▸ INPUT:
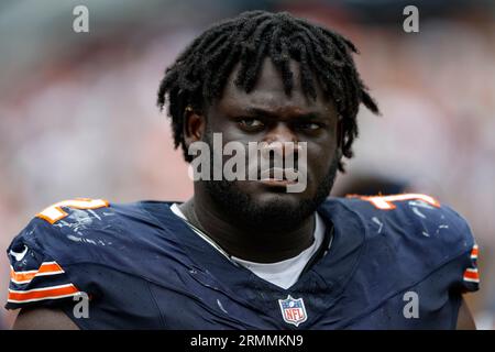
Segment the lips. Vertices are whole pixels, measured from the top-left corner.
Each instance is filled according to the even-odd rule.
[[[288,174],[288,175],[287,175]],[[297,170],[294,168],[271,167],[258,173],[261,183],[271,186],[287,186],[296,184]]]

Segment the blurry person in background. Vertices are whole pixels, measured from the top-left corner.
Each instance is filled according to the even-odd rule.
[[[306,143],[306,188],[199,179],[184,204],[51,206],[8,249],[14,328],[474,328],[462,295],[479,288],[477,245],[463,218],[421,194],[328,198],[360,106],[378,112],[355,52],[286,12],[199,35],[158,89],[175,146],[193,162],[189,147],[212,150],[213,133],[223,145]]]

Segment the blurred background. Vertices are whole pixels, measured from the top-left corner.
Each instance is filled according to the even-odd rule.
[[[75,33],[76,6],[89,33]],[[403,9],[419,10],[406,33]],[[164,69],[212,22],[244,10],[290,11],[340,31],[383,117],[361,138],[334,195],[418,191],[462,213],[481,246],[469,295],[495,326],[495,3],[493,1],[0,1],[0,297],[4,250],[46,206],[193,195],[168,120],[155,106]],[[0,309],[0,327],[15,314]]]

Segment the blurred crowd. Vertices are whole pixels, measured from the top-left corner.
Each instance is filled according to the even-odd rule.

▸ EXERCISE DESCRIPTION: Copy every line of the entries above word for word, leaving out the pictures.

▸ IN RESPONSE:
Segment the lips. Vertices are whole pixels, measured from the top-left corner.
Each instance is filled according to the even-odd rule.
[[[288,174],[288,175],[287,175]],[[297,170],[294,168],[271,167],[258,173],[261,183],[271,186],[287,186],[296,184]]]

Segment the blurry person in background. Vertices are whole pixels, measured from the top-left corner.
Each instance is filled according to the even-odd rule.
[[[306,143],[306,188],[199,179],[184,204],[51,206],[8,249],[14,328],[474,328],[462,295],[479,288],[477,245],[463,218],[421,194],[328,198],[360,106],[378,112],[355,52],[286,12],[199,35],[158,89],[175,146],[193,162],[189,147],[212,150],[213,133],[223,145]]]

Segment the blurred background. Vertices are whole pixels, measured from the top-left corner.
Each instance is filled according to the even-odd rule.
[[[75,33],[76,6],[89,33]],[[403,9],[419,10],[406,33]],[[164,69],[212,22],[244,10],[290,11],[340,31],[383,117],[361,138],[334,195],[418,191],[462,213],[481,246],[469,295],[495,326],[495,3],[493,1],[0,1],[0,297],[4,250],[46,206],[193,195],[168,120],[155,106]],[[0,309],[0,327],[15,314]]]

Segment the blurred crowd. Vertices are whole pixels, measured from the top-left corner.
Each instance is filled according to the even-odd rule.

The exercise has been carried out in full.